[Start of Attachment]

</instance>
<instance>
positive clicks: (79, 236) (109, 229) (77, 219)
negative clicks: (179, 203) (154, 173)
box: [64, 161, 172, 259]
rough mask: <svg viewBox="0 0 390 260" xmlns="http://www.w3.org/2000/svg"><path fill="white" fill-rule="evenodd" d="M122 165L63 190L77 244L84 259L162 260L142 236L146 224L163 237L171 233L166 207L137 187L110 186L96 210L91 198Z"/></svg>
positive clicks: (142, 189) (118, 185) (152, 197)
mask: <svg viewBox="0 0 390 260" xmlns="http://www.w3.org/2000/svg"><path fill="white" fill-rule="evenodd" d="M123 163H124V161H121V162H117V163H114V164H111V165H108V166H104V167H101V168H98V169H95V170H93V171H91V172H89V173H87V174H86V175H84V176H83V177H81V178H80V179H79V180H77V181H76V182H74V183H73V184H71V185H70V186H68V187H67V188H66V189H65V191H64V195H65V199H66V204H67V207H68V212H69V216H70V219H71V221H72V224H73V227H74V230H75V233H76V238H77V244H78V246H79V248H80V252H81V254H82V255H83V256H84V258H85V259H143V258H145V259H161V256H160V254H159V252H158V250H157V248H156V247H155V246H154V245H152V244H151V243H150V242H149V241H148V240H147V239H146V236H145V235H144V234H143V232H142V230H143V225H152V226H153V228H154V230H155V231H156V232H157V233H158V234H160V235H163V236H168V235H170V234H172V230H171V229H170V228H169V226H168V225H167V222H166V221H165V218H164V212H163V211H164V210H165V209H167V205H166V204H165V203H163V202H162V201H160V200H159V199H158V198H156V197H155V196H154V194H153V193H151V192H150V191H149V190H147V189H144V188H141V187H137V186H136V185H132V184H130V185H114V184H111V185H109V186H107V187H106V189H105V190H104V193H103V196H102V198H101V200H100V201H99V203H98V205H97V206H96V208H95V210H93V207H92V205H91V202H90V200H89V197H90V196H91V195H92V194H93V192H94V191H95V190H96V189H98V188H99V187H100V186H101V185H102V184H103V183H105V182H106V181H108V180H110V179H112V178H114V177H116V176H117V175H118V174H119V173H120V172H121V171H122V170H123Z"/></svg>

[End of Attachment]

**Exercise directions**
For this exercise, output the records in full, exactly.

**Output for this exercise**
</instance>
<instance>
positive clicks: (79, 236) (109, 229) (77, 219)
negative clicks: (179, 203) (154, 173)
box: [64, 161, 172, 259]
rough mask: <svg viewBox="0 0 390 260" xmlns="http://www.w3.org/2000/svg"><path fill="white" fill-rule="evenodd" d="M122 165L63 190L77 244L84 259L162 260L142 236L146 224L163 237L171 233L166 207L137 187L110 186L96 210L91 198Z"/></svg>
positive clicks: (142, 189) (118, 185) (152, 197)
mask: <svg viewBox="0 0 390 260" xmlns="http://www.w3.org/2000/svg"><path fill="white" fill-rule="evenodd" d="M123 163H124V161H121V162H117V163H114V164H111V165H108V166H104V167H101V168H98V169H95V170H93V171H91V172H89V173H87V174H86V175H84V176H83V177H81V178H80V179H79V180H77V181H76V182H74V183H73V184H71V185H70V186H68V187H67V188H66V189H65V191H64V195H65V199H66V204H67V207H68V212H69V216H70V219H71V221H72V224H73V227H74V230H75V233H76V238H77V244H78V246H79V248H80V252H81V254H82V255H83V256H84V258H85V259H143V258H145V259H161V256H160V254H159V252H158V250H157V248H156V247H155V246H154V245H152V244H151V243H150V242H149V241H148V240H147V239H146V236H145V235H144V234H143V232H142V230H143V225H152V226H153V228H154V230H155V231H156V232H157V233H158V234H160V235H163V236H168V235H170V234H172V230H171V229H170V228H169V226H168V225H167V222H166V221H165V218H164V212H163V211H164V210H165V209H167V205H166V204H165V203H163V202H162V201H160V200H159V199H158V198H156V197H155V196H154V194H153V193H151V192H150V191H149V190H147V189H144V188H141V187H137V186H136V185H132V184H130V185H114V184H111V185H109V186H107V187H106V189H105V190H104V193H103V196H102V198H101V200H100V201H99V203H98V205H97V206H96V208H95V210H93V207H92V205H91V202H90V200H89V197H90V196H91V195H92V194H93V192H94V191H95V190H96V189H98V188H99V187H100V186H101V185H102V184H103V183H105V182H106V181H108V180H110V179H112V178H114V177H116V176H117V175H118V174H119V173H120V172H121V171H122V170H123Z"/></svg>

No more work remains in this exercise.